* _What is expected_: Write every line out verbatim and omit the pictures.

* _Records for the task_:
═══

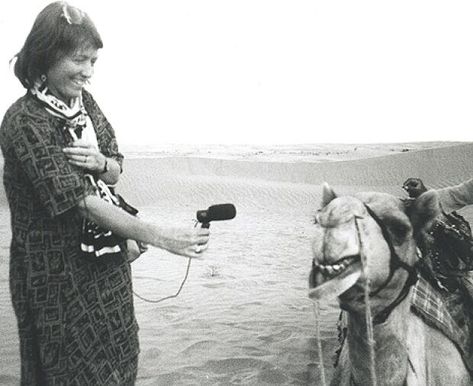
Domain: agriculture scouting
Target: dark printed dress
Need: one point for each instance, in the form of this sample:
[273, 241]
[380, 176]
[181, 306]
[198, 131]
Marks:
[75, 317]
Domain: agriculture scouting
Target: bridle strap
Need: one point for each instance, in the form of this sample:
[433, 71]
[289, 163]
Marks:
[394, 264]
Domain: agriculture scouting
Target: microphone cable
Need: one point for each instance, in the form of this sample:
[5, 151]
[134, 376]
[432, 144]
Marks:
[147, 300]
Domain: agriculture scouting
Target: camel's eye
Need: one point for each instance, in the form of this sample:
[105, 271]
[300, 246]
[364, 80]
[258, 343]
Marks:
[398, 230]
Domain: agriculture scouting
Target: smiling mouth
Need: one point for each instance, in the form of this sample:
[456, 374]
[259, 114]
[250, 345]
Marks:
[330, 280]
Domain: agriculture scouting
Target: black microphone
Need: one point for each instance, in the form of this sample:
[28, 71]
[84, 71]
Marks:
[216, 213]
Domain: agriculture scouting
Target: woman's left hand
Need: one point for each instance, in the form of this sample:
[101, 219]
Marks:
[86, 156]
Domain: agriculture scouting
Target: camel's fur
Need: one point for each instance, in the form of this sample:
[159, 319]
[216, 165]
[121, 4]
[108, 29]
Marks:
[407, 351]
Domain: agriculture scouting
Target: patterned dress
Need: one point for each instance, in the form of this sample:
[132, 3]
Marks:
[75, 317]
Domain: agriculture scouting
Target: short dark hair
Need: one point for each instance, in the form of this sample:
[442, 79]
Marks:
[58, 30]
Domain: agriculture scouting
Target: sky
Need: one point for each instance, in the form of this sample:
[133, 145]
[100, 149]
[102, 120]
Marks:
[272, 71]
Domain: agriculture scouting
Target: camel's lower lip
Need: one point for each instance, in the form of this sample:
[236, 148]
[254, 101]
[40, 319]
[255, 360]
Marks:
[332, 280]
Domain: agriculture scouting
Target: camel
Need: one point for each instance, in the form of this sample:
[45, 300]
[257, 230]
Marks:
[364, 244]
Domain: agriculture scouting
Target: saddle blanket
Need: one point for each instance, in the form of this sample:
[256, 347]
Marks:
[447, 312]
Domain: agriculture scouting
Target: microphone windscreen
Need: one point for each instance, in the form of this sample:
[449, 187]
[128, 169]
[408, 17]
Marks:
[221, 212]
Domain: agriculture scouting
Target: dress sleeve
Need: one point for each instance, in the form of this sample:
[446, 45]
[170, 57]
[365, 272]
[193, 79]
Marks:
[456, 197]
[36, 148]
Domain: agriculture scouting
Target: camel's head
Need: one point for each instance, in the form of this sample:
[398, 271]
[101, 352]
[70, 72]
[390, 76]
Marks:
[360, 237]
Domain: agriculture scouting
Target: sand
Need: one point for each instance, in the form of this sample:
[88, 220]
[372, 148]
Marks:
[243, 316]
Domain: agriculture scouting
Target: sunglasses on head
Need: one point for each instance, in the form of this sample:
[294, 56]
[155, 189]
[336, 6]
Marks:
[72, 15]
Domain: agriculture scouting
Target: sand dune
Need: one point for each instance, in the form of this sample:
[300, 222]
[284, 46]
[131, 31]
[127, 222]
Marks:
[147, 179]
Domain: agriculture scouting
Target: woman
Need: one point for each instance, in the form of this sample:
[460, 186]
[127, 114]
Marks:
[75, 315]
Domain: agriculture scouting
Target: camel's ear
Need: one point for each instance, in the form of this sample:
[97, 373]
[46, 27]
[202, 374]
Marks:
[327, 194]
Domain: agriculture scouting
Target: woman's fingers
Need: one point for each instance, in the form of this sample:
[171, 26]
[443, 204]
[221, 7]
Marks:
[187, 242]
[87, 158]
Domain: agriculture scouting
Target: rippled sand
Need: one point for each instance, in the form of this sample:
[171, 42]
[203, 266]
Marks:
[243, 316]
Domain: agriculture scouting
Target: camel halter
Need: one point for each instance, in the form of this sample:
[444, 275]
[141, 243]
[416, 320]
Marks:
[395, 263]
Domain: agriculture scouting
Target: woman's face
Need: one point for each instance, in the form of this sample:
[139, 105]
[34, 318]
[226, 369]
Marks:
[67, 77]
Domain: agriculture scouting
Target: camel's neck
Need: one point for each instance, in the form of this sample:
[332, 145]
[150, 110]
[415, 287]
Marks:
[390, 351]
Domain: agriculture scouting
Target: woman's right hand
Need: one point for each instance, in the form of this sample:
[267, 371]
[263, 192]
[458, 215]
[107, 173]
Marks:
[189, 242]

═══

* _Exercise solution_:
Domain: agriculture scouting
Target: dark printed dress
Need: one point for each instance, in the form of this sample:
[273, 241]
[380, 176]
[181, 306]
[198, 131]
Marks:
[75, 317]
Domain: agriculture scouting
Target: bridle strap
Need: one point for each instance, in the form of this sample:
[433, 71]
[289, 163]
Marks:
[394, 264]
Domain: agriculture scouting
Target: microphone cable
Need: one point for each instance, in the form of this sample:
[5, 151]
[134, 376]
[432, 144]
Marks:
[147, 300]
Domain: agriculture scouting
Target: camel's eye
Need: one point for each instance, in the form of this sample:
[105, 271]
[300, 246]
[364, 80]
[258, 343]
Marks:
[398, 230]
Domain: agriculture scouting
Target: smiling mouth
Need: one point for each instance, in the form of this sample:
[456, 374]
[259, 114]
[250, 345]
Marks:
[330, 280]
Domain: agriculture scouting
Target: black microphone
Need: one point for each instance, in the form of this sample:
[28, 71]
[84, 71]
Marks:
[216, 213]
Domain: agriculture scouting
Target: woman's left hand
Need: one point for each instance, in the form of this sample:
[101, 219]
Marks:
[86, 156]
Domain: agriculture scouting
Target: camel's fur
Need: one point for each instance, in the form of this sample:
[159, 319]
[216, 165]
[121, 4]
[108, 29]
Marks:
[407, 351]
Domain: agriculture scouting
Target: patterned dress
Need: one point for each instance, in the form of this sample:
[132, 3]
Marks:
[75, 317]
Domain: agriculture scouting
Target: short dark hair
Need: one point for each instance, in the form of this sample:
[442, 79]
Marks:
[58, 30]
Domain: agriculture scouting
Target: sky
Need: one point for each instance, in the form of this sample:
[133, 145]
[100, 149]
[102, 120]
Marks:
[272, 71]
Domain: agriculture scouting
Target: camel's lower lip
Need: one point for each instance, in the form of this sample:
[236, 148]
[254, 101]
[40, 319]
[255, 360]
Marks:
[332, 280]
Domain: agriculture scouting
Target: camel
Need: one point for each instance, in the form of this sample:
[45, 300]
[257, 230]
Marks:
[364, 244]
Domain: agriculture scouting
Target: saddle blanket
Need: one point for each instance, in the form of this sample:
[256, 347]
Marks:
[447, 312]
Domain: agriculture scouting
Target: microphone windscreen
Need: one point for each instance, in the form of this sample:
[449, 187]
[128, 169]
[408, 17]
Marks:
[221, 212]
Domain: agriculture scouting
Target: dress sleeve
Need: one point for each instance, in the form of this sample:
[446, 45]
[170, 57]
[365, 272]
[193, 79]
Marks:
[456, 197]
[36, 148]
Domain: agriculture scouting
Target: camel's head
Need: one point for each instance, in the form of this sample:
[398, 271]
[101, 352]
[70, 72]
[390, 76]
Marks:
[360, 237]
Domain: agriculture scouting
Target: sand
Need: one point for each instance, in the form of this sample:
[88, 220]
[372, 148]
Marks:
[243, 316]
Domain: agriculture scouting
Target: sunglasses on head
Need: one point for each instance, in the form of this sample:
[294, 56]
[155, 189]
[336, 6]
Marks:
[72, 15]
Domain: agriculture scouting
Target: sand dune
Need: one point for each instance, in the form of this sample:
[300, 222]
[284, 46]
[131, 31]
[127, 222]
Marks:
[147, 179]
Domain: agriculture scouting
Target: woman
Need: one point for each instance, in the form of this sample:
[460, 186]
[127, 114]
Marks:
[75, 315]
Domain: agriculture scouting
Target: camel's ear
Need: one point for each instance, in the form of this sample:
[97, 373]
[46, 27]
[202, 374]
Marks:
[327, 194]
Domain: agriculture scouting
Target: woman's fingers
Need: one point for each instance, in the form of this sample:
[171, 26]
[443, 204]
[221, 7]
Marks:
[187, 242]
[87, 158]
Domain: agriculture scouting
Target: rippled sand
Need: one point for each instance, in the form of this sample:
[171, 42]
[203, 266]
Marks:
[243, 316]
Domain: agriculture scouting
Target: camel halter
Need: one point for each instance, in the form of this sample:
[444, 275]
[141, 243]
[416, 320]
Marks:
[395, 263]
Domain: agriculture scouting
Target: woman's face
Need: one point for each instance, in the form of this sample:
[139, 105]
[34, 318]
[226, 369]
Marks:
[67, 77]
Domain: agriculture scouting
Target: camel's neck
Need: one point for each instance, in the form of this sample:
[332, 145]
[150, 110]
[415, 287]
Marks:
[390, 351]
Domain: agriculture scouting
Target: woman's right hand
Need: one point for each instance, in the form of this sample:
[267, 371]
[263, 192]
[458, 215]
[107, 173]
Marks:
[189, 242]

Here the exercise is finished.